THE REQUEST => Quote all of the records below word for word, leaving out the pictures.

Labeled-object pointing records:
********************

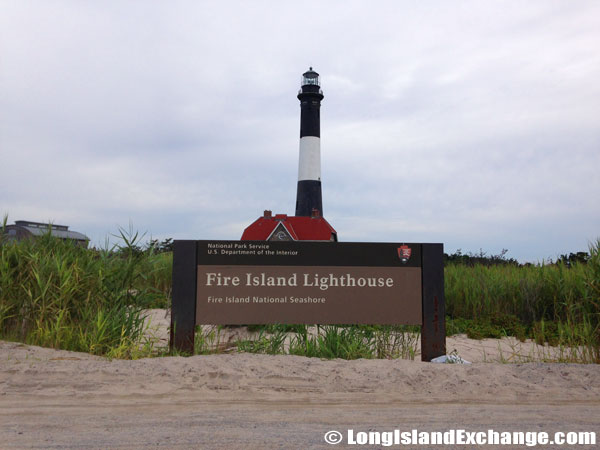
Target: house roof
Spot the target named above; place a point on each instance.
(299, 228)
(39, 229)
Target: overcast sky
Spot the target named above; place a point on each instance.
(475, 124)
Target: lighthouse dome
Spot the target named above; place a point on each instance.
(310, 78)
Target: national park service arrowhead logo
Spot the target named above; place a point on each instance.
(404, 252)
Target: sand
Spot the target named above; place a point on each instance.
(59, 399)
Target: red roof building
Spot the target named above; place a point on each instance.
(281, 227)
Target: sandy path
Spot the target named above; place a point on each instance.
(57, 399)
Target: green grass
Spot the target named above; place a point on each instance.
(55, 294)
(557, 304)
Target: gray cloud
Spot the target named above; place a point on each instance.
(471, 123)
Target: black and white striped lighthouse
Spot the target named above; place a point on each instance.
(308, 197)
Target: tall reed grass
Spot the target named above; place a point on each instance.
(56, 294)
(555, 303)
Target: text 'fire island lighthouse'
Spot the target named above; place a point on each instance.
(308, 224)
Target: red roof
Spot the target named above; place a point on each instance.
(299, 228)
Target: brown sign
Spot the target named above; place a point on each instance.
(250, 294)
(259, 282)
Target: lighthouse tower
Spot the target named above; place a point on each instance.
(308, 224)
(308, 197)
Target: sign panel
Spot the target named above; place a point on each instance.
(259, 282)
(308, 282)
(306, 294)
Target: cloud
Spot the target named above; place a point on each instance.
(471, 123)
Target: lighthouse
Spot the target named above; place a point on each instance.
(308, 224)
(308, 195)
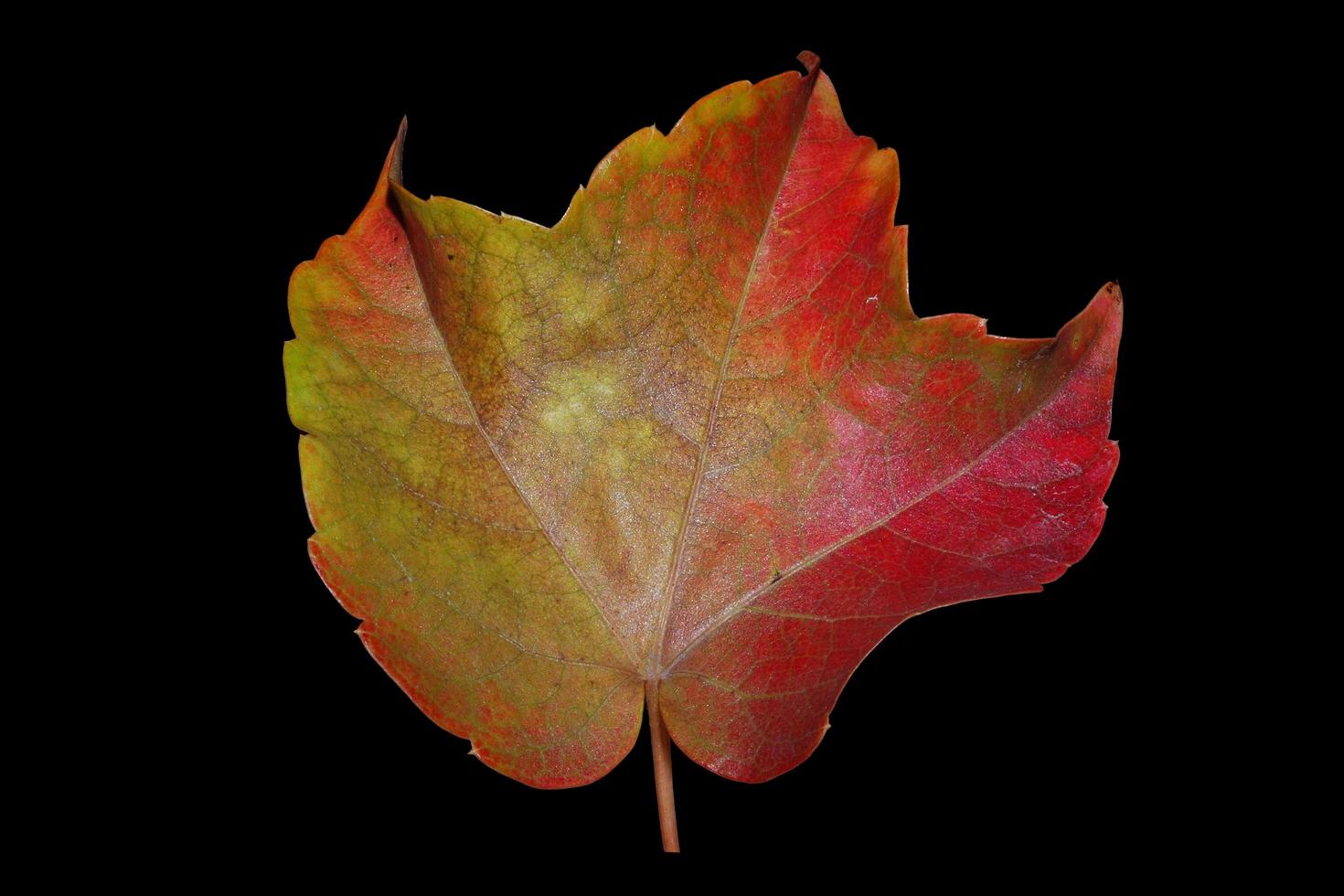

********************

SOLVED EXERCISE =>
Target: house roof
Spot the target named above; place a point on each instance.
(299, 228)
(39, 229)
Target: overcast sky
Spot the target named above; place a point on each instance.
(475, 124)
Target: lighthouse dome
Spot the target named above; place a point on each instance.
(310, 78)
Target: national park service arrowhead logo
Spot the target named above; place a point on each instance.
(404, 252)
Target: sand
Spot the target named above; place a point on each instance.
(59, 399)
Target: red roof building
Spot the target named above; place a point on each instance.
(281, 227)
Target: sandy path
Spot the target named above; place a point on each instance.
(57, 399)
Target: green grass
Spot the target named above; place a point on each instance.
(55, 294)
(557, 304)
Target: gray cloud
Spot the target named above; place a point on each instance.
(471, 123)
Target: black and white striped lighthouse
Spot the target named above; place a point on each instance.
(308, 197)
Target: tall reed grass
Spot the target named above; place a point on each instance.
(56, 294)
(555, 303)
Target: text 'fire island lighthouse'
Spot the target named above; place a point on each instance.
(308, 224)
Target: red roof
Spot the target named above; place a point on each instance.
(299, 228)
Target: brown sign
Spot the target named above; place a point on each instance.
(250, 294)
(259, 282)
Target: lighthouse tower
Spot the target named above; place a point on each instance.
(308, 224)
(308, 197)
Target: sign panel
Spot the target named above; place a point on each instance.
(259, 282)
(308, 282)
(306, 294)
Target: cloud
Spot the target named above; place a point on each instance.
(471, 123)
Target: lighthouse
Spot the target named above; place a point on each instance.
(308, 224)
(308, 195)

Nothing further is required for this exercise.